▼
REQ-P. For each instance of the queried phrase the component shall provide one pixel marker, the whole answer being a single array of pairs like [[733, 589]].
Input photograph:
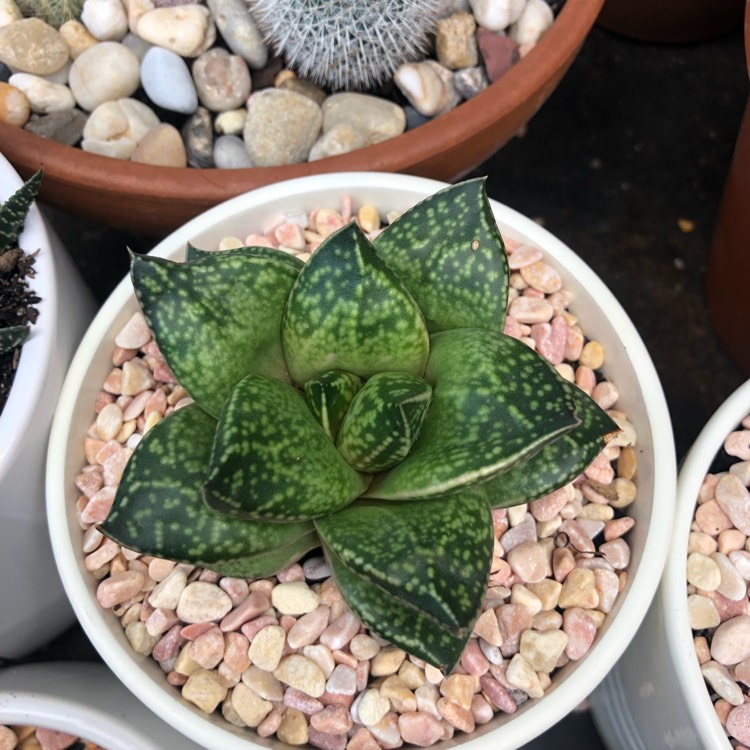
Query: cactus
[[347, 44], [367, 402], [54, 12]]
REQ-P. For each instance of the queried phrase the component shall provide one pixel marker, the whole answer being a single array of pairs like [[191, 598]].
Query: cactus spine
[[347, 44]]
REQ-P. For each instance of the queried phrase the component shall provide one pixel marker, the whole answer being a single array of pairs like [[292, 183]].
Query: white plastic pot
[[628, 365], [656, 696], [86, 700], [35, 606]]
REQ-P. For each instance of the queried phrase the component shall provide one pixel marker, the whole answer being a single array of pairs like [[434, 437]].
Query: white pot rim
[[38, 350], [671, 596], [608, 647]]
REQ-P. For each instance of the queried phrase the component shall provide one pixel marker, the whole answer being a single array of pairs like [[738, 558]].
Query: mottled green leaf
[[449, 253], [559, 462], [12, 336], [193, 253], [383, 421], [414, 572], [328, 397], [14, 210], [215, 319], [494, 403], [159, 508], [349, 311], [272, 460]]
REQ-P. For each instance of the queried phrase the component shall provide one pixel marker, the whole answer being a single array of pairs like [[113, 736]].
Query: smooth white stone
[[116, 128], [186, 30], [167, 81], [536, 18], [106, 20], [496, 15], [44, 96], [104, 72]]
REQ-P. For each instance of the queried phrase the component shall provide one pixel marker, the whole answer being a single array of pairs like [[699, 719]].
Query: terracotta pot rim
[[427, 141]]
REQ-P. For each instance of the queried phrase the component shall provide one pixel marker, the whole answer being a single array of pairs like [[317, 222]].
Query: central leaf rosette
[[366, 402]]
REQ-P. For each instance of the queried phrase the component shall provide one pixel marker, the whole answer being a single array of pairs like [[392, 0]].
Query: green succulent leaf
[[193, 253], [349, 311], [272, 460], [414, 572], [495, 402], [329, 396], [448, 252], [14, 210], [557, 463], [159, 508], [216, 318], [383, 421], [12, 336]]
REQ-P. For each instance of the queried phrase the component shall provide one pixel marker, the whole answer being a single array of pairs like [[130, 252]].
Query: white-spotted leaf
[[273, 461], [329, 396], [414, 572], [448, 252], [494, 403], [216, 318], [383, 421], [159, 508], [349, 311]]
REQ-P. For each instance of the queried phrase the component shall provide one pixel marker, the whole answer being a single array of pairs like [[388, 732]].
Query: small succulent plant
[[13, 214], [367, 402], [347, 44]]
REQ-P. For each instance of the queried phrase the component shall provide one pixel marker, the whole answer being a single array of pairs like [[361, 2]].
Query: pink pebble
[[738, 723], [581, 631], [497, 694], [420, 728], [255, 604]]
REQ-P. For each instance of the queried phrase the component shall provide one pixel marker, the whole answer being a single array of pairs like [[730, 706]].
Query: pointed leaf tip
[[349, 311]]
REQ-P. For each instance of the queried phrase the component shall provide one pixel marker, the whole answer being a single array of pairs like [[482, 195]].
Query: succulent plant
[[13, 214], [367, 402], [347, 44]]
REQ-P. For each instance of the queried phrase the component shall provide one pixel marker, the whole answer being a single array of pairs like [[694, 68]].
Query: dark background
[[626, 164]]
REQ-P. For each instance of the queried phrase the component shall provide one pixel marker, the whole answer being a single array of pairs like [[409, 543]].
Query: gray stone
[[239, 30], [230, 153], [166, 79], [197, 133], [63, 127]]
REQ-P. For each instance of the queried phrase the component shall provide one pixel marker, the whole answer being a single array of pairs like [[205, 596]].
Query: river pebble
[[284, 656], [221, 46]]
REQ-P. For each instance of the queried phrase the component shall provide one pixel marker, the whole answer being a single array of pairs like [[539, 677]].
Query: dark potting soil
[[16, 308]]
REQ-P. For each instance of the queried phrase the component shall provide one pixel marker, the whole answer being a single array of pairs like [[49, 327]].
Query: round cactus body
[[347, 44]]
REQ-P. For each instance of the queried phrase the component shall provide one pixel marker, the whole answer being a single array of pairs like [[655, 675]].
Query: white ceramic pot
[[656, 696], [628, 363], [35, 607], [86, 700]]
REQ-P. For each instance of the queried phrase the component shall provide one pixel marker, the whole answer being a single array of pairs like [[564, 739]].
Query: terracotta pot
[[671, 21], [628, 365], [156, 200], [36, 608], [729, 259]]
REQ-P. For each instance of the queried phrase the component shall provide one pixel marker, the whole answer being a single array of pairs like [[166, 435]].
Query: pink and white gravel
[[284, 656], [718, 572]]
▲
Your answer should be the lines of the listing above between the line holding "Query: green succulent leaf" and the line holding "like [[361, 2]].", inclusive, restated word for word and alone.

Query: green succulent leaf
[[193, 253], [349, 311], [272, 460], [414, 572], [495, 402], [329, 396], [448, 252], [14, 210], [557, 463], [159, 508], [216, 318], [383, 421], [12, 336]]
REQ-P. For each instance of the queried phrase the component shall provide one pixel marker, the whole answer being a single array of pairs like [[130, 252]].
Query: white-spotted leaf
[[273, 461], [329, 396], [414, 572], [448, 252], [494, 403], [216, 318], [383, 421], [159, 508], [349, 311]]
REQ-P. For each instance of the queried phrase the component shall provide one pixel marker, the whole answer being a single array of pairs like [[388, 732]].
Query: small succulent plant
[[13, 214], [367, 402], [347, 44]]
REQ-P. For each instance of the queried phrase the component shall provide one pixel marker, the whole answer being a single array of pairs like [[361, 2]].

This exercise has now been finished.